● Stated problem 1
Using the Antelope Valley Fair thread, say whether each statement agrees with it, answering yes or no and quoting the deciding words: (a) SDK is showing only Boer goats. (b) The market wether show is on August 24th at 6pm. (c) All of SDK's goats are market wethers.
● Stated problem 2
Answer these questions from the Antelope Valley Fair thread:
(a) On what day does Shelly ask about going to watch the goat show?
(b) Which goat breeds is SDK showing?
(c) At what time is the market wether show?
● Stated problem 3
Continue the Antelope Valley Fair thread from its last line.

● Source extract

# Antelope Valley Fair



## Shelly (Oct 5, 2007)

Anyone going to the Antelope Valley Fair on Sunday to watch the goat show? Shelly


----------



## SDK (Jun 26, 2008)

im showing nigerians and boers at AV next saturday


----------



## Shelly (Oct 5, 2007)

Is your boer a market wether or breeding stock? I was told the market goats show on sunday august 24 at 6:00pm. Do you know if this is the right day and time? Shelly


----------



## SDK (Jun 26, 2008)

i have all breeding stock but i'll find out and let you know shelly


----------



## SDK (Jun 26, 2008)

the market wether show is august 24th at 6pm


----------



## Shelly (Oct 5, 2007)

● Provided material
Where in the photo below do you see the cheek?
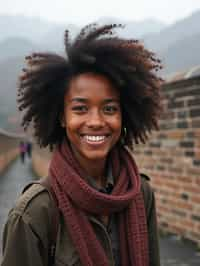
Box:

● Result 1
(a) No: "im showing nigerians and boers at AV next saturday"
(b) Yes: "the market wether show is august 24th at 6pm"
(c) No: "i have all breeding stock"

● Result 2
(a) Sunday
(b) Nigerians and Boers
(c) 6pm

● Result 3
Thank you. Good luck showing on Saturday. I'm going up on Sunday with a friend She sold a goat and wants to see how he turned out. Shelly


----------



## SDK (Jun 26, 2008)

haha my friend is doing that, her husbands one of the ag teachers at the local highschool up there


----------



## Shelly (Oct 5, 2007)

Will your goats still be there on Sunday? If so I would like to see them and you if you're going to be there. Shelly


----------



## SDK (Jun 26, 2008)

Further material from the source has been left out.